Source data
_ _ _ _ _ _ _
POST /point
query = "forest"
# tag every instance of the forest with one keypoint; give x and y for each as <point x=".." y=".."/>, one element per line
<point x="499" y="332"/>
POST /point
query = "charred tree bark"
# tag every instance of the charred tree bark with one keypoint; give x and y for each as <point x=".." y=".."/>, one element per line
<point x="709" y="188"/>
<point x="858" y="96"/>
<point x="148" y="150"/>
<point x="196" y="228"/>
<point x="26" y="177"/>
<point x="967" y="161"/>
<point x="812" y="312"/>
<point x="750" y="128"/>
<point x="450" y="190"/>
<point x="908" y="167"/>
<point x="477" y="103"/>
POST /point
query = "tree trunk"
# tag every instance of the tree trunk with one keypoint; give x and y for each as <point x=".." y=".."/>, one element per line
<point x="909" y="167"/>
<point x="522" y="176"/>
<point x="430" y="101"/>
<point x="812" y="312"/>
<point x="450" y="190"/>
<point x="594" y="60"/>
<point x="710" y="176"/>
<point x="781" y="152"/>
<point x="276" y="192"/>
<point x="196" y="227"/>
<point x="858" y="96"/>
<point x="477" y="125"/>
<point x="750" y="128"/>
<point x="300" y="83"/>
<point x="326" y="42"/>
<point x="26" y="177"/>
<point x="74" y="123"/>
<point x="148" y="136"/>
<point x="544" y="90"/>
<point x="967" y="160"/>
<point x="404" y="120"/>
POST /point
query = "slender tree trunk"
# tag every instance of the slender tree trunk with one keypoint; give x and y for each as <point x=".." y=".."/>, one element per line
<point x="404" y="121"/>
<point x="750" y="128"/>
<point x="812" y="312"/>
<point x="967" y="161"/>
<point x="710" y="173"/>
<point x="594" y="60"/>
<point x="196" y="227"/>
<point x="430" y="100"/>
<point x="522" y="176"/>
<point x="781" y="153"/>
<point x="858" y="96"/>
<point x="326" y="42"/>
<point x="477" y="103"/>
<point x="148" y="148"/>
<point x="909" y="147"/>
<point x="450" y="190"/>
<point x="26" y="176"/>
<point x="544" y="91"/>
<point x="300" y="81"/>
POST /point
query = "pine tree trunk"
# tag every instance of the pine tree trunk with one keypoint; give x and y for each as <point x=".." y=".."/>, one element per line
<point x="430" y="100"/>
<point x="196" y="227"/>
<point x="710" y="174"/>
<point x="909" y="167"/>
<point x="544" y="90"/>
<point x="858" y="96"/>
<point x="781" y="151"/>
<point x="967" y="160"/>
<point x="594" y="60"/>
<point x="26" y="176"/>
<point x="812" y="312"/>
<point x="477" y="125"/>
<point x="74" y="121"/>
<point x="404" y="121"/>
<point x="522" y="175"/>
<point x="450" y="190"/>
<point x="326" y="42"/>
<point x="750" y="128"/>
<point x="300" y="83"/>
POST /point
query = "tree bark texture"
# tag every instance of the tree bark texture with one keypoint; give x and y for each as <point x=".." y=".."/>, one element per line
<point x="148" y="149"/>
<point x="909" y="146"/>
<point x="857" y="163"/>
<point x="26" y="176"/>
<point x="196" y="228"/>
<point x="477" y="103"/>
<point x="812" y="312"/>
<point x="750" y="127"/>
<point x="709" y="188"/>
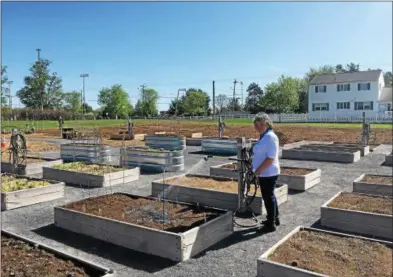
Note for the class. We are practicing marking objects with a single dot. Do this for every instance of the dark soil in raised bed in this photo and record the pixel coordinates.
(20, 259)
(365, 203)
(145, 212)
(377, 179)
(212, 183)
(334, 255)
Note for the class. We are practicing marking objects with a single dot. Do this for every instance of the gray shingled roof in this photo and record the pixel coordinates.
(360, 76)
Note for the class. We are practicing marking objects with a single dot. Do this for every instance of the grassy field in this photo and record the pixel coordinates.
(46, 124)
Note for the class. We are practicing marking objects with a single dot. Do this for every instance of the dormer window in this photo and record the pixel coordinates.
(343, 87)
(364, 86)
(319, 89)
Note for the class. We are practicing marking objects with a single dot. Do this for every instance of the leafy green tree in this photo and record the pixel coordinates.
(282, 96)
(114, 101)
(147, 103)
(253, 100)
(42, 89)
(72, 101)
(4, 90)
(196, 102)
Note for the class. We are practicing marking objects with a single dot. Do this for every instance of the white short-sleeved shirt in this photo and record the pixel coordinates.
(267, 147)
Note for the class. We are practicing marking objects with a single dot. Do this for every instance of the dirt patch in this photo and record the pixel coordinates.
(207, 183)
(11, 183)
(21, 259)
(366, 203)
(96, 169)
(377, 179)
(334, 255)
(120, 143)
(145, 212)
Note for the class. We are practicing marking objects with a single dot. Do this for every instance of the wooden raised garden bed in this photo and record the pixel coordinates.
(28, 258)
(374, 184)
(30, 166)
(19, 191)
(295, 177)
(389, 159)
(217, 192)
(172, 230)
(359, 213)
(308, 252)
(91, 175)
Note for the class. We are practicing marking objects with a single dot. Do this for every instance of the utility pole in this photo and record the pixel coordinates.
(214, 99)
(143, 95)
(83, 76)
(241, 89)
(234, 92)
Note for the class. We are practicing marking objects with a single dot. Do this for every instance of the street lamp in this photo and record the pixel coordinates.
(83, 99)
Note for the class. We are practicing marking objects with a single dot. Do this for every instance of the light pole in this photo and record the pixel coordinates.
(83, 99)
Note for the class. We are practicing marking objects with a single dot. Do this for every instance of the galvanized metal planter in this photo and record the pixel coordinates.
(174, 246)
(84, 152)
(25, 197)
(269, 268)
(92, 180)
(98, 269)
(166, 142)
(154, 160)
(30, 168)
(221, 145)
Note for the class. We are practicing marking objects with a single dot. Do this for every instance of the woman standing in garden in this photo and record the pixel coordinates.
(266, 167)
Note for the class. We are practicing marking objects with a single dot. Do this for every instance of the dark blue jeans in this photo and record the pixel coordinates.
(268, 184)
_ _ _ _ _ _ _
● **Assigned task**
Say how many lines of the data include the word "query". Respond with the number alone.

● **Answer space**
6